→ **Your instructions**: Using the records below, write out the line with "Format: (247, 226), (609, 700)" and each line after it through the final one, exactly, and only those.

→ **Records**:
_ _ _ _

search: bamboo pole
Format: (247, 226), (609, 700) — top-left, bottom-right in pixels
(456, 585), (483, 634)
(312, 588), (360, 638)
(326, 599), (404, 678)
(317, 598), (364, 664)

_ _ _ _

→ **Output below**:
Format: (247, 226), (609, 700) — top-left, bottom-right in pixels
(456, 585), (483, 634)
(312, 588), (360, 638)
(326, 599), (404, 678)
(317, 598), (364, 664)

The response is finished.